_Instructions for the task:_
Reproduce, word for word, the lines below that start at the one containing "As a warehouse robot's perception module, locate pink" and run through the end of the records, including both the first and last lines.

-- Start Source data --

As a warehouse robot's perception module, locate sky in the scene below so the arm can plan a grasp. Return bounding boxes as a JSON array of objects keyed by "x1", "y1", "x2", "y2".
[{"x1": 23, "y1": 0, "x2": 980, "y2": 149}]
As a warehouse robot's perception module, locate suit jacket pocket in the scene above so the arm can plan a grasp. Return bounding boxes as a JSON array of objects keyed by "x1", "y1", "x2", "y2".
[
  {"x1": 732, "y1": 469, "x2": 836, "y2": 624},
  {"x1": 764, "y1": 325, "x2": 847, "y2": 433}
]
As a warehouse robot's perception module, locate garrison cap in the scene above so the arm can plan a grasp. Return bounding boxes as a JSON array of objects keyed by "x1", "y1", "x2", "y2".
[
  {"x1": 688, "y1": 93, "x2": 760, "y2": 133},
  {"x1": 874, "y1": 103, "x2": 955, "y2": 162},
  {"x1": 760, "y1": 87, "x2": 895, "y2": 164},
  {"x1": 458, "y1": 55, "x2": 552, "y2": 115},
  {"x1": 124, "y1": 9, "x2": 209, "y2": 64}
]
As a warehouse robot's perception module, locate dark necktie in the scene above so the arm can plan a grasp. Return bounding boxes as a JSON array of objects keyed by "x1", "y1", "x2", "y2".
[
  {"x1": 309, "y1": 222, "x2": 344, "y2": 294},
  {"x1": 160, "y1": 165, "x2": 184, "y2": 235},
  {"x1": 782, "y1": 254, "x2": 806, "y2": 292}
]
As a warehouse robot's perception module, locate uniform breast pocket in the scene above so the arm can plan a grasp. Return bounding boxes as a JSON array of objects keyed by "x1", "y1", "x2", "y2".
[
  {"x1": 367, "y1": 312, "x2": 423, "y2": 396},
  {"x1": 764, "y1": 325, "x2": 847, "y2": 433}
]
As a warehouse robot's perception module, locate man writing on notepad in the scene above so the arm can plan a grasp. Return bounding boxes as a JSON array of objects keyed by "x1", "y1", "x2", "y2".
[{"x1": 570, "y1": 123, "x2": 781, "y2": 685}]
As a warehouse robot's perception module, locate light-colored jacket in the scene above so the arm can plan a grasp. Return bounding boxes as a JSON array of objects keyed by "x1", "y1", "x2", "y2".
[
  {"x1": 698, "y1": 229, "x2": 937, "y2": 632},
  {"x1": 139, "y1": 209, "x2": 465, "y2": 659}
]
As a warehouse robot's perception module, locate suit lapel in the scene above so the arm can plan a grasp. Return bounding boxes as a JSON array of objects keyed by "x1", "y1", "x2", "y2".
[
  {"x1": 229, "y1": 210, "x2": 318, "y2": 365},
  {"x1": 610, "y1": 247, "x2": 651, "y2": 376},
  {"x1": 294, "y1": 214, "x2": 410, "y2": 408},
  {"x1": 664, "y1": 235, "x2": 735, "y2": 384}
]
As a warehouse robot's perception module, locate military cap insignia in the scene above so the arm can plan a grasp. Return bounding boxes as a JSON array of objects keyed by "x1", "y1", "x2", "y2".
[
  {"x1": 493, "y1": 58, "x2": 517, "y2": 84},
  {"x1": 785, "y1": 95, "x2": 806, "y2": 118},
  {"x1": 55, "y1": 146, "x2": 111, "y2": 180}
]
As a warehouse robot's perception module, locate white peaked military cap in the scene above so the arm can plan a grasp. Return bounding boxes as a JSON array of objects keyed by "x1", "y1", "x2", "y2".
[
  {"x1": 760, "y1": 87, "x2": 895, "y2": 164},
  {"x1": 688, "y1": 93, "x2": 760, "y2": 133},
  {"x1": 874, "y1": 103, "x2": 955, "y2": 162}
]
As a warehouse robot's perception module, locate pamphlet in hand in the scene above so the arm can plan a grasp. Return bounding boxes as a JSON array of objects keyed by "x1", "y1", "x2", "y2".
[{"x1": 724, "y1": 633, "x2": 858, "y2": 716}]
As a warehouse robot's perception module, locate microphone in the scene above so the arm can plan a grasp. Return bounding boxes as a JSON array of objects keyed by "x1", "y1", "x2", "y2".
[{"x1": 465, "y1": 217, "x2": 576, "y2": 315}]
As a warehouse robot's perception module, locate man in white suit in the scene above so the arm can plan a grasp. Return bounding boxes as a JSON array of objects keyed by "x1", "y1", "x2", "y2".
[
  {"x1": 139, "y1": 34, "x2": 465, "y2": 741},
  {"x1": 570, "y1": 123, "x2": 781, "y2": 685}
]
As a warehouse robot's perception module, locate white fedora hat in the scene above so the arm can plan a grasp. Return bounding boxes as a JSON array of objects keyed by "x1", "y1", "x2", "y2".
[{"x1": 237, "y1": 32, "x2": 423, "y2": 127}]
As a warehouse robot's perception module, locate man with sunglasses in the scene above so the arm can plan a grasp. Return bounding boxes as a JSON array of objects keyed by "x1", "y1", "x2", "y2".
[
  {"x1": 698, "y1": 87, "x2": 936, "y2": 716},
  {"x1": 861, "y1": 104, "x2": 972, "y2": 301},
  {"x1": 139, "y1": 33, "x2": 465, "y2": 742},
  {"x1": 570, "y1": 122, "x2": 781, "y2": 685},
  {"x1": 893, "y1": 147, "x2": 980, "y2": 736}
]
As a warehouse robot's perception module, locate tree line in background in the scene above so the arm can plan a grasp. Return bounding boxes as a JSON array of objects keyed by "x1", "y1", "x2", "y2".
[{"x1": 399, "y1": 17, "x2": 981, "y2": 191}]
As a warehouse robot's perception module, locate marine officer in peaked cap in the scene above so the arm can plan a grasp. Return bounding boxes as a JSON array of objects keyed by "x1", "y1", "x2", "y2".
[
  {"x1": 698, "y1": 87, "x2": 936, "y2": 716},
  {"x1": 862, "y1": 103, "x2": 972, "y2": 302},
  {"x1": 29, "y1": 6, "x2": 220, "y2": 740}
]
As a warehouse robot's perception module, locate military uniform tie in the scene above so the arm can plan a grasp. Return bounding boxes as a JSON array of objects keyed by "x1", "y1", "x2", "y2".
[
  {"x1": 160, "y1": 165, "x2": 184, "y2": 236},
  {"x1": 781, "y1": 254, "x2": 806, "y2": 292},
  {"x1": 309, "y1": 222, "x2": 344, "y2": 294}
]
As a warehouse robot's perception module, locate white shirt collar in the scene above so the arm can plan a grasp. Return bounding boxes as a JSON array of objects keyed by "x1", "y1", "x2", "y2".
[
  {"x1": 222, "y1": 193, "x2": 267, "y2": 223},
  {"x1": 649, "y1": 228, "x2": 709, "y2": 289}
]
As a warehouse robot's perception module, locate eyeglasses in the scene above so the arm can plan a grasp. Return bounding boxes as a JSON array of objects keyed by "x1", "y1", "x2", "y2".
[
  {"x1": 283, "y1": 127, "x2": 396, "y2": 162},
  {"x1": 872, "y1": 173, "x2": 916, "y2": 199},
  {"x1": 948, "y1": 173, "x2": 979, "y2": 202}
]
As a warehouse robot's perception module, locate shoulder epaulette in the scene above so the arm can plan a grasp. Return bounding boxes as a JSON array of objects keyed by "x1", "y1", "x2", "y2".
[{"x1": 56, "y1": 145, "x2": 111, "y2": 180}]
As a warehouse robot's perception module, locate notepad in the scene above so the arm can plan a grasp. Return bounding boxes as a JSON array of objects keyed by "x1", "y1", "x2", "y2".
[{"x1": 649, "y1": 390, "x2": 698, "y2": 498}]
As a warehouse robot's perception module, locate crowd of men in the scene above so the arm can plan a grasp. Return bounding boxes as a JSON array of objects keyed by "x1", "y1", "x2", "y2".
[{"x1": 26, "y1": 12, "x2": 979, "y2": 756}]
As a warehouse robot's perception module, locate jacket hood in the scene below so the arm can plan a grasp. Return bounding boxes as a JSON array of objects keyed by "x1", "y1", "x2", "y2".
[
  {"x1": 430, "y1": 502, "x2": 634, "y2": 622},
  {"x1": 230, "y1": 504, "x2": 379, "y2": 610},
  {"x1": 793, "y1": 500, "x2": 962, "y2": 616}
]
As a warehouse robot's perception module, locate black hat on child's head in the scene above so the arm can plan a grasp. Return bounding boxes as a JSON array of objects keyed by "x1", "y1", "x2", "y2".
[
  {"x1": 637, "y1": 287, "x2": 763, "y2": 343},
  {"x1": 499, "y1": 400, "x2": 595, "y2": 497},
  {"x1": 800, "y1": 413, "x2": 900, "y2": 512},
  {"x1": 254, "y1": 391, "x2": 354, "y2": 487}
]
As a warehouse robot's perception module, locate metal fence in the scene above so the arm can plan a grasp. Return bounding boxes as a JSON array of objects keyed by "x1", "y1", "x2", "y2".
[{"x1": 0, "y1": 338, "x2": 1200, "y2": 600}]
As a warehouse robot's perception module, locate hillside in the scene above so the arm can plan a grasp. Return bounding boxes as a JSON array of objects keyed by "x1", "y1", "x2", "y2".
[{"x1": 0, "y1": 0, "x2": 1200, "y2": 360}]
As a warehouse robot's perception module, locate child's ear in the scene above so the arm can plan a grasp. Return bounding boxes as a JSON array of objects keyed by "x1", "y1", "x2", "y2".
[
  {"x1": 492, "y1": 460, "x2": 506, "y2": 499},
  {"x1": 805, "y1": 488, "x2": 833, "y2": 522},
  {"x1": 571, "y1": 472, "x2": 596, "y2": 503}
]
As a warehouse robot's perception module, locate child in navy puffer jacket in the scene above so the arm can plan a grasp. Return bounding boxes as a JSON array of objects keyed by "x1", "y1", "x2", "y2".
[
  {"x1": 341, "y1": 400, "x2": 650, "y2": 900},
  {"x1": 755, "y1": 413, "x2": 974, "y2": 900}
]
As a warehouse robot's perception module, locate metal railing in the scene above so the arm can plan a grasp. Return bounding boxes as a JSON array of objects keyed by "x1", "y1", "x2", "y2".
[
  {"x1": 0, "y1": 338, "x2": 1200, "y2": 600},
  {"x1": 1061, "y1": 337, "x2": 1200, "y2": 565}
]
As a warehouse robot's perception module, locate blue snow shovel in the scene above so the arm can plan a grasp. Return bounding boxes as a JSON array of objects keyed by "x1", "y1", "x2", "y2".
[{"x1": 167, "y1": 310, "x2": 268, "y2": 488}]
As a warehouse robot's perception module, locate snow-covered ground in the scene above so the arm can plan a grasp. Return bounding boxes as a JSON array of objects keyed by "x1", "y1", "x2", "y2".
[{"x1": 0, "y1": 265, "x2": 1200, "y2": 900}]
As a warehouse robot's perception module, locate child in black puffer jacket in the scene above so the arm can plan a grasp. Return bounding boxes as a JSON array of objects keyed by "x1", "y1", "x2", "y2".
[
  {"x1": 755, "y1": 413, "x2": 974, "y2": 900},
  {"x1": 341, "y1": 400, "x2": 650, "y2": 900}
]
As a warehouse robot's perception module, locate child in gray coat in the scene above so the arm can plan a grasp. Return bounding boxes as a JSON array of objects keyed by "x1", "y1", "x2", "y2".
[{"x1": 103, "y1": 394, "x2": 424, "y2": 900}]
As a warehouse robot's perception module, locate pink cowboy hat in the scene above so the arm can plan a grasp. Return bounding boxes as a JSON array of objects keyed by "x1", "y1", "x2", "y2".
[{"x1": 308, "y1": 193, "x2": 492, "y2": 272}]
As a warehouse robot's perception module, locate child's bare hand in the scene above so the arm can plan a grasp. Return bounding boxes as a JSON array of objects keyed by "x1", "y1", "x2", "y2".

-- End Source data --

_Exercise response:_
As a warehouse robot's perception module, locate pink cowboy hat in the scene above so the arm can plan a grasp. Return bounding boxes as a JSON array of objects keyed by "x1", "y1", "x2", "y2".
[{"x1": 308, "y1": 193, "x2": 492, "y2": 272}]
As a warehouse robot's perception module, locate child's bare hand in the scene above so the arm can plan a grasp. Return bounding boxes as a JSON array of objects keyed by "x1", "y1", "x2", "y2".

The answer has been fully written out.